# WHAT YOU ARE ASKED TO DO
How many of the lines below contain the string "stone" with matching case? Reply with the number alone.

# RECORDS FOR THE EXERCISE
- - - -

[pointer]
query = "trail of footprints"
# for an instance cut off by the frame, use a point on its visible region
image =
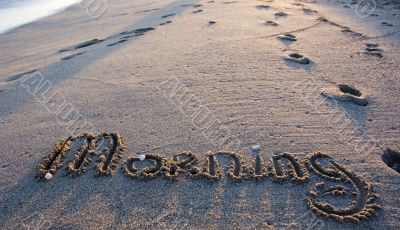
(109, 148)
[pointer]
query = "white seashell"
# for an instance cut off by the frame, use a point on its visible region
(142, 157)
(48, 176)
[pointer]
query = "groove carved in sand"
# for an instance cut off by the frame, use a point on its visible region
(112, 148)
(363, 203)
(109, 148)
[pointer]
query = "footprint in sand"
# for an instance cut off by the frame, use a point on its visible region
(298, 58)
(387, 24)
(288, 37)
(18, 76)
(271, 23)
(262, 7)
(345, 93)
(372, 49)
(167, 15)
(309, 11)
(165, 23)
(391, 159)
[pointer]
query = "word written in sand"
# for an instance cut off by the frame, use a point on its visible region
(108, 148)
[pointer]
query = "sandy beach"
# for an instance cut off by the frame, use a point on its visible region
(315, 84)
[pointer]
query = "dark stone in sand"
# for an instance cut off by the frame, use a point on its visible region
(298, 58)
(391, 159)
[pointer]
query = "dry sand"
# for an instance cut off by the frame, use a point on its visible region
(224, 60)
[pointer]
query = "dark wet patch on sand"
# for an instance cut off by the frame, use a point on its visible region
(143, 11)
(373, 50)
(168, 15)
(18, 76)
(72, 56)
(309, 11)
(192, 5)
(298, 58)
(386, 24)
(345, 93)
(197, 11)
(83, 45)
(117, 42)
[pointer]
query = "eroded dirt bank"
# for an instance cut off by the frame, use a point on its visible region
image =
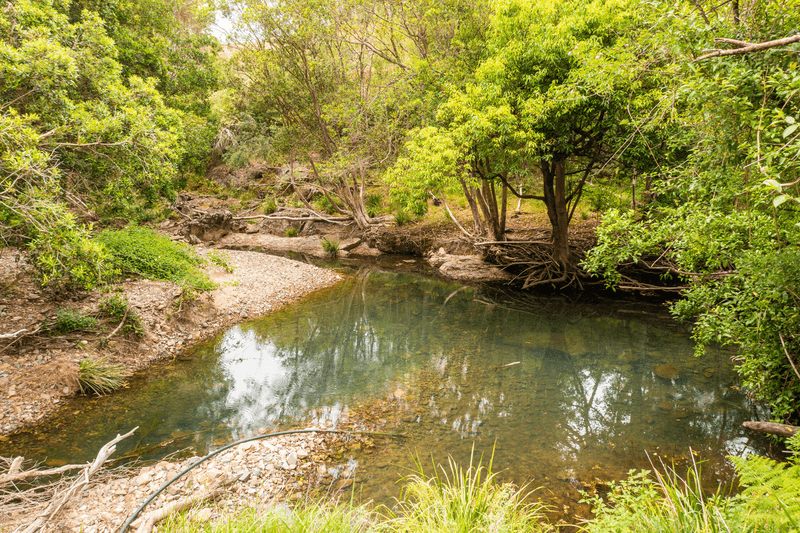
(37, 371)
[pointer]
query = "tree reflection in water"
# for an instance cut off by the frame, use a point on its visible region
(584, 394)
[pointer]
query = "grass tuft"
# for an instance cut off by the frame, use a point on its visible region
(463, 499)
(331, 247)
(221, 259)
(68, 320)
(401, 218)
(118, 308)
(98, 377)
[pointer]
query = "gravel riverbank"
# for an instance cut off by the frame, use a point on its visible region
(38, 371)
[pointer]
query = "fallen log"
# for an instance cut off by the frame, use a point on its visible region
(773, 428)
(146, 523)
(15, 474)
(61, 498)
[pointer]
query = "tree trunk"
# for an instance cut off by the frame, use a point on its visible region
(473, 206)
(555, 184)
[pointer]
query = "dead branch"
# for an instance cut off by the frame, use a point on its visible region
(773, 428)
(503, 243)
(788, 356)
(124, 317)
(15, 474)
(146, 523)
(332, 220)
(60, 499)
(12, 335)
(745, 48)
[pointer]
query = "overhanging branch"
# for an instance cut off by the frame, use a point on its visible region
(745, 47)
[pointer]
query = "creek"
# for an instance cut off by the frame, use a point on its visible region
(591, 390)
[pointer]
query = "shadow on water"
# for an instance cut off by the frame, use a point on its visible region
(595, 387)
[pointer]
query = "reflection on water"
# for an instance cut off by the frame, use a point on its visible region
(595, 386)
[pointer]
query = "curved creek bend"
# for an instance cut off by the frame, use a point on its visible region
(596, 389)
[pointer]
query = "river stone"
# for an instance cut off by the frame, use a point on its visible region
(666, 371)
(142, 479)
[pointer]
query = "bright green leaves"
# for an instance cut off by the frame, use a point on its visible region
(791, 128)
(725, 211)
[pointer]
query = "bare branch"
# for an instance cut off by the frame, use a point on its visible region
(746, 48)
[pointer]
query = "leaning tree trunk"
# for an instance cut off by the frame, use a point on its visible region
(555, 198)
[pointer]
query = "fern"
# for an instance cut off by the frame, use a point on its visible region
(771, 493)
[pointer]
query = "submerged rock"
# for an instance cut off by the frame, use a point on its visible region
(666, 371)
(467, 267)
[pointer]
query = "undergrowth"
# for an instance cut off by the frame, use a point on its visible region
(670, 503)
(118, 308)
(143, 252)
(453, 500)
(221, 259)
(331, 247)
(98, 377)
(470, 500)
(68, 320)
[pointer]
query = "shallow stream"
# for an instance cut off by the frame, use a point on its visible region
(590, 390)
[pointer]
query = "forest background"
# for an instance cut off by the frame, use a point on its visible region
(107, 108)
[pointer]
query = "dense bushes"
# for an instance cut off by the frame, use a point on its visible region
(145, 253)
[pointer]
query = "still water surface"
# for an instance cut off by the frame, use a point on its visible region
(590, 397)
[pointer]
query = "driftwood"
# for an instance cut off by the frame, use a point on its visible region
(773, 428)
(12, 335)
(16, 474)
(332, 220)
(146, 523)
(60, 499)
(745, 47)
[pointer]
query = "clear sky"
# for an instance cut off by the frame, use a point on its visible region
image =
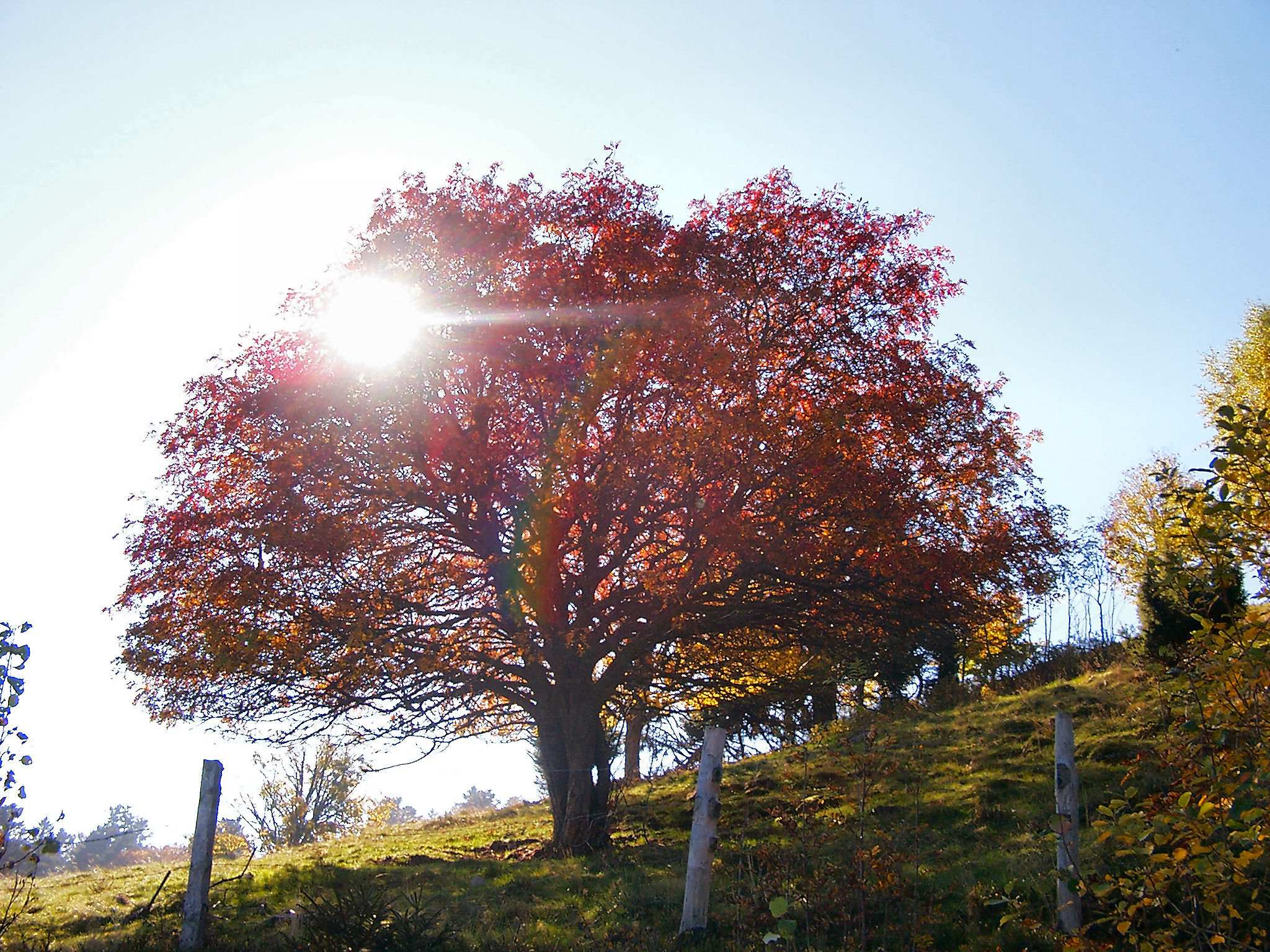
(169, 169)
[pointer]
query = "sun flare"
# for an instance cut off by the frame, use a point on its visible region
(371, 320)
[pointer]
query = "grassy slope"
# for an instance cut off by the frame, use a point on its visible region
(957, 814)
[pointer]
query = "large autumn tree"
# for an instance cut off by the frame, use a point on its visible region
(621, 443)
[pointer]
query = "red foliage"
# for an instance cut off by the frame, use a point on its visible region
(633, 436)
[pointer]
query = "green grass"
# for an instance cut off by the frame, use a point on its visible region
(957, 811)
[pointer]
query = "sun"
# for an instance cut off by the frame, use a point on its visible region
(371, 320)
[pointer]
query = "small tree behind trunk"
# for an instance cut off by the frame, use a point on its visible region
(633, 743)
(825, 703)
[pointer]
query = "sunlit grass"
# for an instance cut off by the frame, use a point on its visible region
(967, 795)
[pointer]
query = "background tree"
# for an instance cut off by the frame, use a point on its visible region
(1188, 863)
(625, 439)
(1241, 374)
(306, 795)
(115, 842)
(231, 839)
(1162, 540)
(475, 801)
(390, 811)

- - - -

# TASK RESULT
2